■ **Textauszug**:
┏━━
(7-2002) Die erste eigene Wohnung, der erste Freund

Als ich wieder in Leipzig ankam, hatte ich den außerordentlichen Wunsch in eine eigene Wohnung zu ziehen. Eine Mitschülerin suchte eine Nachmieterin für ihre Unterbringung und ich entschied mich zuzuschlagen. Im März zog ich vom Gästehaus in eine möblierte Wohnung in Plagwitz.
Wenn ich an den Wochenenden nach Freiberg fuhr, besuchte ich jeden Samstag Abend den dortigen Studentenclub um zu tanzen. Gespielt wurde hauptsächlich „Alternative“. Ich hatte zuvor kaum Tanzerfahrungen in Clubs gesammelt. Jetzt sollte das Tanzen eine große Leidenschaft werden, die ich so oft es nur ging ausleben wollte.
Anfang März lernte ich in diesem Club meinen ersten Freund kennen. Er war 14 Jahre älter als ich und studierte BWL. Aufgrund seiner Alkoholsucht musste er das Studium jedoch abbrechen.
Ich sah in ihm meinen Traummann. Sein Interesse an mir machte mich unglaublich Stolz, auch wenn wir uns keinesfalls auf Augenhöhe begegneten. Das spürte ich erst viel später.
Von ihm bekam ich meinen ersten Kuss. Für ihn meldete ich mich krank, denn ich wollte an seiner Seite sein. Er stellte mich seinen Freunden vor und wir gingen zusammen aus. Im „Erdalchemistenclub“ in Freiberg besuchte er regelmäßig einen Boogie Woogie Tanzkurs. Einmal nahm er mich mit dahin und versuchte mit mir zu tanzen, weil ich mich nicht führen ließ brach er ab.
Ich war einfach viel zu ungeduldig um seinen Anweisungen folgen zu können.
Als wir uns gemeinsam das Theaterstück „Mephisto“ ansahen konnte ich mich nicht konzentrieren und sprach andauernd dazwischen. Unsere Liaison dauerte gerade mal 6 Wochen an.
Natürlich war ich viel zu jung für ihn und wir Beide hatten große Probleme, das konnte nicht funktionieren. Ich habe den Kontakt zu ihm nie bereut. Es stellte letztendlich eine wichtig Erfahrung dar.
Ein weiterer Club, das „Darkflower“ in Leipzig, wurde beinahe mein zweites Zuhause.
Hier muss ich anmerken, dass ich mich schon seit der 10. Schulklasse für die Gothic Subkultur interessierte.
┗━━
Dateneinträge
┏━━
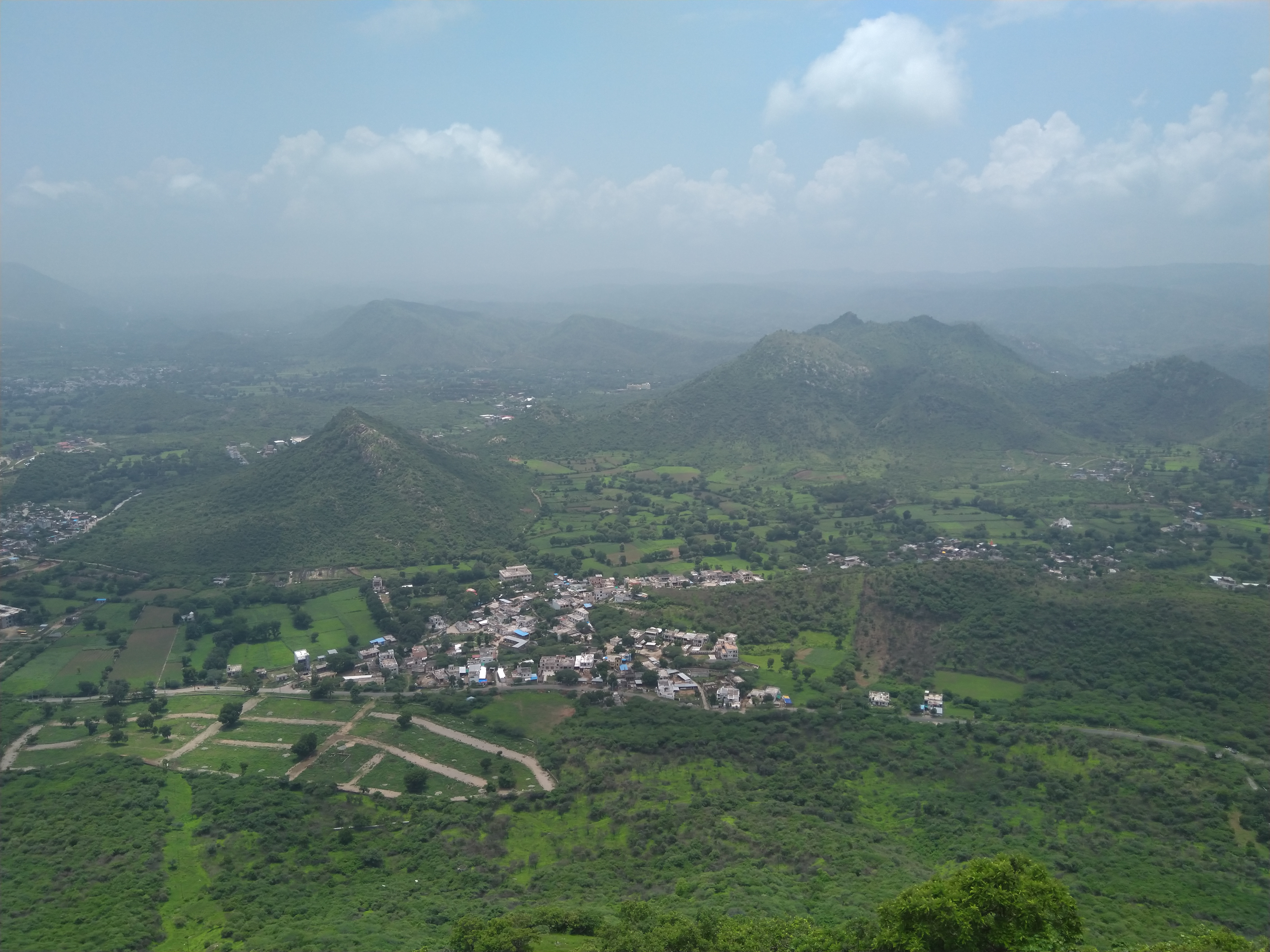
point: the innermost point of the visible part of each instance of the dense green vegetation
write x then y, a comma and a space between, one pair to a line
851, 385
773, 823
360, 490
930, 452
82, 857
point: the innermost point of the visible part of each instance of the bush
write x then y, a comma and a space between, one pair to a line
1005, 903
305, 747
416, 780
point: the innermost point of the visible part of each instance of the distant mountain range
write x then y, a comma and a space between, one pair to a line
916, 385
359, 492
1081, 322
400, 334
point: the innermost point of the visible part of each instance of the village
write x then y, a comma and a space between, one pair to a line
494, 648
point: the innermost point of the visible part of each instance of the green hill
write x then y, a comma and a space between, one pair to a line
390, 334
916, 385
361, 490
1175, 400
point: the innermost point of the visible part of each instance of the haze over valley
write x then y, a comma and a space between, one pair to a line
519, 478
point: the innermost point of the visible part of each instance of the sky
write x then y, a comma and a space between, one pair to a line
378, 141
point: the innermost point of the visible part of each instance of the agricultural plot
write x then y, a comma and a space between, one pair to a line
444, 751
389, 774
964, 686
145, 657
228, 758
340, 763
333, 710
191, 704
41, 669
154, 617
261, 733
87, 664
535, 713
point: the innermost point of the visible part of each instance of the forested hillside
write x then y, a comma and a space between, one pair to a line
359, 490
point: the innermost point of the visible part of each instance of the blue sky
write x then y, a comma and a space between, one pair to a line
371, 141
┗━━
■ **Aufgabenübersicht**:
**A.** Beantworten Sie zum Textauszug über die erste eigene Wohnung und den ersten Freund diese Fragen:
(i) In welchen Stadtteil zog die erzählende Person im März?
(ii) Um wie viele Jahre war der erste Freund älter?
(iii) Wie lange dauerte die Liaison?
**B.** Setzen Sie den Textauszug über die erste eigene Wohnung und den ersten Freund nach dem letzten Satz fort.
Die Datensätze stammen aus einer anderen Quelle.

■ **Lösungen**:
**A.**
(i) Plagwitz
(ii) 14 Jahre
(iii) 6 Wochen

**B.**
Zum Leid meiner Eltern trug ich bei der Abschlussfeier ein schwarzes Samtkleid, Netzstrumpfhosen und Pikes (besonders spitze Schuhe). Sie schämten sich für mich. Zu der damaligen Zeit waren „Gruftis“ noch verschrien und man fiel auf. Ich war von meinem Outfit überzeugt und bin es auch heute, denn ich kleide mich nach wie vor so. In Freiberg gab es einige Szeneanhänger und sogar einen Gothic Laden.
Von Leipzig versprach ich mir den Kontakt zu anderen Gruftis, denn mir war bekannt, dass da zu Pfingsten das größte Szenetreffen der Welt stattfand. Während der Depression zweifelte ich allerdings an meiner Vorliebe und fühlte mich als Grufti „untrue“. Was sich in der Manie schlagartig änderte. Ich liebte das groteske Image der Szene und fühle mich bis zum heutigen Tage zugehörig.
Das „Darkflower“ besuchte ich meist dreimal die Woche, selbst am Mittwoch. In der Schule hing ich nach solch einer Tanznacht durch. Es war mir egal, ich wollte Spaß haben und nicht verzichten müssen. Meine Tanzlaune war unerschöpflich, ich konnte von dem gewonnenen Hochgefühl nicht genug bekommen. Es glich einer Droge wobei ich kaum Alkohol trank, die Manie tat ihr Übriges.
Ich lernte viele Männer kennen mit denen ich Sex hatte, denn eines der Symptome ist eine gesteigerte Libido.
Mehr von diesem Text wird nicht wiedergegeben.